Stated exercise 1:
Please reproduce the ASU 2016-09 passage from "In March 2016, the" to "and $3.1 million, respectively.", word for word.
Stated exercise 2:
According to the ASU 2016-09 passage, on what date did the company adopt the standard?

In March 2016, the FASB issued Accounting Standards Update 2016-09, “Compensation - Stock Compensation: Improvements to Employee Share-Based Payment Accounting” (ASU 2016-09). The standard is intended to simplify aspects of the accounting for share-based payment transactions, including income tax impacts, classification on the statement of cash flows, and forfeitures. The company adopted ASU 2016-09 on January 1, 2017. One of the impacts of the new rules is that excess tax benefits and tax deficiencies related to vested awards are no longer recorded in additional paid-in-capital but rather as an income tax expense or benefit. This provision requires a prospective approach to adoption. In the three and nine months ended September 30, 2017, the recognition of excess tax benefits reduced our income tax provision by $0.9 million and $3.1 million, respectively.

Another change resulting from the adoption of ASU 2016-09 relates to the presentation of excess tax benefits and tax deficiencies in the Condensed Consolidated Statements of Cash Flows. The standard requires that excess tax benefits and tax deficiencies be shown as operating cash flows within the Condensed Consolidated Statements of Cash Flows; previously, the company reported these cash flow activities as financing cash flows. The company elected to use a prospective approach to adoption related to this provision and in the nine months ended September 30, 2017, $3.1 million cash inflows were included within the increase/(decrease) in payables as an operating cash flow in the Condensed Consolidated Statements of Cash Flows. ASU 2016-09 requires that employee taxes paid when shares are withheld for tax withholding purposes be reported as a financing activity in the Condensed Consolidated Statements of Cash Flows. The company has retrospectively adopted this change and included $58.6 million in financing activities for the nine months ended September 30, 2017 (nine months ended September 30, 2016: $39.7 million). Additionally, the new rules allow companies to elect to continue to account for forfeitures using an estimate or instead to elect to account for forfeitures as they occur. The company elected to continue to account for forfeitures using an estimate. The company anticipates fluctuations in its effective tax rate as a result of the excess tax benefits or tax deficiencies being recorded to the income tax provision, particularly in the first quarter of each year when annual share awards vest.

Given data:
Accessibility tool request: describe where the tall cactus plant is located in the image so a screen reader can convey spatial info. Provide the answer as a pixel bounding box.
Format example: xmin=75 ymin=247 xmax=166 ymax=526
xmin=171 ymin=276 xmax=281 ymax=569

Output 1:
In March 2016, the FASB issued Accounting Standards Update 2016-09, “Compensation - Stock Compensation: Improvements to Employee Share-Based Payment Accounting” (ASU 2016-09). The standard is intended to simplify aspects of the accounting for share-based payment transactions, including income tax impacts, classification on the statement of cash flows, and forfeitures. The company adopted ASU 2016-09 on January 1, 2017. One of the impacts of the new rules is that excess tax benefits and tax deficiencies related to vested awards are no longer recorded in additional paid-in-capital but rather as an income tax expense or benefit. This provision requires a prospective approach to adoption. In the three and nine months ended September 30, 2017, the recognition of excess tax benefits reduced our income tax provision by $0.9 million and $3.1 million, respectively.

Output 2:
January 1, 2017